### Supplied entries
──────────────────────────────

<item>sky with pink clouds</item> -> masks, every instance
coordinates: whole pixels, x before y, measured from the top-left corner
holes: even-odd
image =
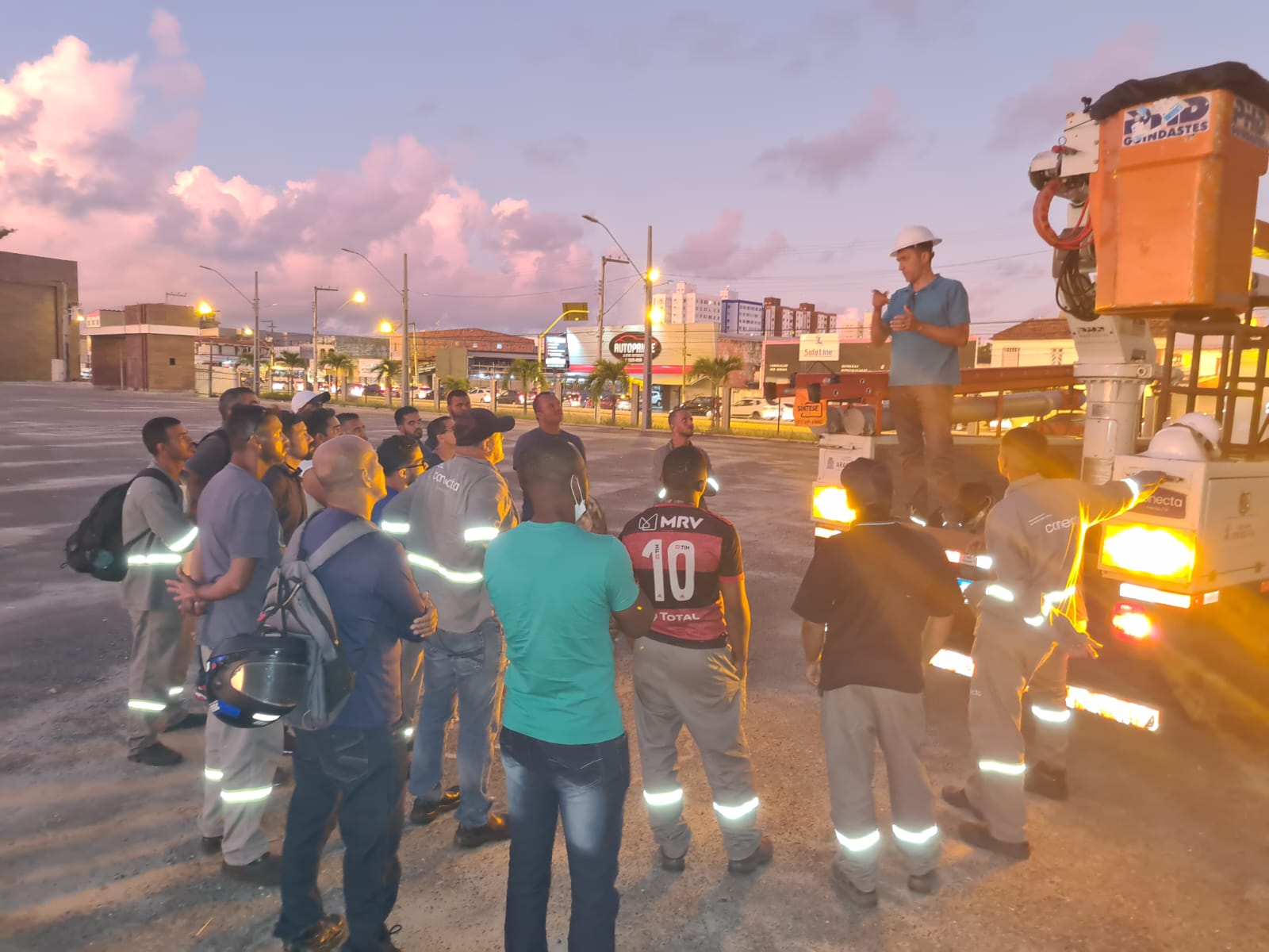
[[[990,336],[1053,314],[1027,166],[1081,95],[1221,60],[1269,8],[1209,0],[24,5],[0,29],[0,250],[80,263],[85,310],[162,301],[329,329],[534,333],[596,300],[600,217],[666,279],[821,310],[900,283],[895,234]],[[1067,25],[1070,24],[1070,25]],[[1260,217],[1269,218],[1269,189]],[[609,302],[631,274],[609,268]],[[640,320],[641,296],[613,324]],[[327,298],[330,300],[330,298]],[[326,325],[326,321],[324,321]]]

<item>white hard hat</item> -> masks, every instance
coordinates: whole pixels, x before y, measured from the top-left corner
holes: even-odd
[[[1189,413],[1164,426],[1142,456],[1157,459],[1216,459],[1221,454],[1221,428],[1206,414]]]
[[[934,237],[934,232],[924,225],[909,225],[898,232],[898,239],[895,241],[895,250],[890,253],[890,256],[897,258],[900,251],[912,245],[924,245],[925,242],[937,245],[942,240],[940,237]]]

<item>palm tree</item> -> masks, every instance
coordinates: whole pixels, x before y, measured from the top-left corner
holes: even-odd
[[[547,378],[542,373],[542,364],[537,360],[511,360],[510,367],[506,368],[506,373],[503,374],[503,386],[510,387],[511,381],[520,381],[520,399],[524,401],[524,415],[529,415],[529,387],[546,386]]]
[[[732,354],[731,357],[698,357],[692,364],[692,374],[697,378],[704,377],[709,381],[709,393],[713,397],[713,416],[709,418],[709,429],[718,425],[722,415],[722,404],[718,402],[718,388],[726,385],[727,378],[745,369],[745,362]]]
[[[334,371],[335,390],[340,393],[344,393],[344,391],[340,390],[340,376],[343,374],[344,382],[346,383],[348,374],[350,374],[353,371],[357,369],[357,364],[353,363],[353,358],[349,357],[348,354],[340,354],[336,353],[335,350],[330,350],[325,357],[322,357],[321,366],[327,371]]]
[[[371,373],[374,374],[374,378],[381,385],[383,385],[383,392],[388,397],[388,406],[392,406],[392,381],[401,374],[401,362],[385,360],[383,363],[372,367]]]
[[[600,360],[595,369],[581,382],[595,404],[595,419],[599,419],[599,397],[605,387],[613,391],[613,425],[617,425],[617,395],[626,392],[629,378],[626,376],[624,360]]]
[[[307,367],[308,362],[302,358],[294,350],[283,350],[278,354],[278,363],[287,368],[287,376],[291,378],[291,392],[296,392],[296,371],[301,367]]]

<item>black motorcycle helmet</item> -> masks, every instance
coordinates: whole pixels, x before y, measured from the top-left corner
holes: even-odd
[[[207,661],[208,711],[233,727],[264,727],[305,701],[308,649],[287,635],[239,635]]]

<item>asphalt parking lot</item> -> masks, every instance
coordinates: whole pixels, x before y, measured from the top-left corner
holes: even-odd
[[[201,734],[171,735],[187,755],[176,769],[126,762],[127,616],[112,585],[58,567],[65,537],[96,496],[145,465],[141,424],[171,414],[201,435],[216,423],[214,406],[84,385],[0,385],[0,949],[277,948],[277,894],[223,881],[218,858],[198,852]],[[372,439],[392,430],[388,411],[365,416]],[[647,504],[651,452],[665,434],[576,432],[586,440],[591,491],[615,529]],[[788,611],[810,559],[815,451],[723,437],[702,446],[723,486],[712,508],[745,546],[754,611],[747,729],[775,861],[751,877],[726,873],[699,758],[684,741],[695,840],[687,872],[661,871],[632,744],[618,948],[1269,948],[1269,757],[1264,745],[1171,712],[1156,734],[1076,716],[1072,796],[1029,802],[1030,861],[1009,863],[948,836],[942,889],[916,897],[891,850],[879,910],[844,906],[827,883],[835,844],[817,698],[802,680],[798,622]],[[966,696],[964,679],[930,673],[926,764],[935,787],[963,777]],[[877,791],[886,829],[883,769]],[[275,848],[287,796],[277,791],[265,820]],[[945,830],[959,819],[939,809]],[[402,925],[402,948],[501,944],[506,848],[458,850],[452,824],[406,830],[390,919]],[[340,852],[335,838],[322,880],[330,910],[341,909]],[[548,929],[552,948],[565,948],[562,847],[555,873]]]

──────────────────────────────

### Aim
All the lines above are to be reproduced exactly, except the pictures.

### Written answer
<item>sky with pink clouds</item> -> masks, every instance
coordinates: whole pixels, x before y, measured from the top-left corner
holes: even-odd
image =
[[[990,336],[1053,314],[1027,166],[1081,95],[1221,60],[1269,8],[1209,0],[24,5],[0,29],[0,250],[80,263],[85,310],[162,301],[329,329],[534,333],[596,300],[600,217],[666,279],[821,310],[900,283],[895,234]],[[1067,25],[1070,24],[1070,25]],[[1260,217],[1269,218],[1269,189]],[[609,302],[631,274],[609,268]],[[640,320],[641,296],[613,324]],[[327,298],[330,300],[330,298]],[[326,325],[326,321],[324,321]]]

<item>white hard hat</item> -> masks, every instance
coordinates: whole pixels, x before y, measured from the top-left corner
holes: even-odd
[[[1189,413],[1164,426],[1142,456],[1157,459],[1216,459],[1221,454],[1221,428],[1206,414]]]
[[[934,237],[934,232],[924,225],[909,225],[898,232],[898,239],[895,241],[895,250],[890,253],[890,256],[897,258],[900,251],[912,245],[924,245],[925,242],[937,245],[942,240],[940,237]]]

<item>palm tree</item> -> masks, every instance
coordinates: whole pixels, x before y, measured from the top-left corner
holes: even-odd
[[[547,378],[542,373],[542,364],[537,360],[511,360],[510,367],[506,368],[506,373],[503,374],[503,386],[510,387],[511,381],[520,381],[520,399],[524,401],[524,415],[529,415],[529,387],[546,386]]]
[[[732,354],[731,357],[698,357],[692,364],[692,374],[697,378],[704,377],[709,381],[709,393],[713,397],[713,416],[709,418],[709,429],[718,425],[722,415],[722,404],[718,402],[718,388],[726,385],[727,378],[745,369],[745,362]]]
[[[334,371],[335,390],[340,393],[344,393],[344,391],[340,390],[340,376],[343,374],[344,382],[346,383],[348,374],[350,374],[353,371],[357,369],[357,364],[353,363],[353,358],[349,357],[348,354],[340,354],[336,353],[335,350],[330,350],[325,357],[322,357],[321,366],[327,371]]]
[[[371,373],[374,374],[374,378],[381,385],[383,385],[383,392],[388,397],[388,406],[392,406],[392,381],[401,374],[401,362],[385,360],[383,363],[372,367]]]
[[[600,360],[595,369],[581,382],[595,404],[595,419],[599,419],[599,397],[605,387],[613,391],[613,425],[617,425],[617,395],[626,392],[629,378],[626,376],[624,360]]]
[[[307,367],[308,362],[302,358],[294,350],[283,350],[278,354],[278,363],[287,368],[287,376],[291,378],[291,392],[296,392],[296,371],[301,367]]]

<item>black motorcycle helmet</item> -> masks, every instance
coordinates: whole pixels, x before y, measured from the top-left corner
holes: even-odd
[[[207,661],[208,711],[233,727],[264,727],[305,701],[308,649],[287,635],[239,635]]]

<item>asphalt parking lot</item> -> masks, every instance
coordinates: whole pixels, x before y, measured from the top-left corner
holes: even-odd
[[[201,734],[171,735],[187,755],[176,769],[126,762],[127,616],[112,585],[58,567],[65,537],[96,496],[145,465],[141,424],[171,414],[201,435],[216,423],[214,406],[84,385],[0,385],[0,949],[277,948],[277,894],[223,881],[218,858],[198,852]],[[372,439],[392,430],[388,411],[365,416]],[[647,504],[651,452],[665,434],[576,432],[586,440],[591,491],[615,529]],[[788,611],[810,559],[815,451],[723,437],[702,446],[723,486],[712,508],[745,546],[754,611],[747,729],[775,861],[751,877],[726,873],[699,758],[684,741],[695,840],[687,872],[661,871],[632,744],[618,948],[1269,948],[1269,757],[1264,745],[1171,712],[1156,734],[1076,716],[1072,796],[1029,802],[1030,861],[1009,863],[948,836],[942,889],[916,897],[891,850],[879,910],[844,906],[827,883],[835,844],[817,698],[802,680],[798,622]],[[966,696],[964,679],[930,673],[926,764],[935,787],[963,777]],[[877,791],[886,829],[883,769]],[[275,848],[287,796],[277,791],[265,820]],[[945,830],[959,819],[939,809]],[[402,925],[402,948],[501,944],[506,848],[458,850],[452,824],[406,830],[390,919]],[[340,852],[335,838],[322,880],[330,910],[341,909]],[[548,929],[552,948],[565,948],[562,847],[555,873]]]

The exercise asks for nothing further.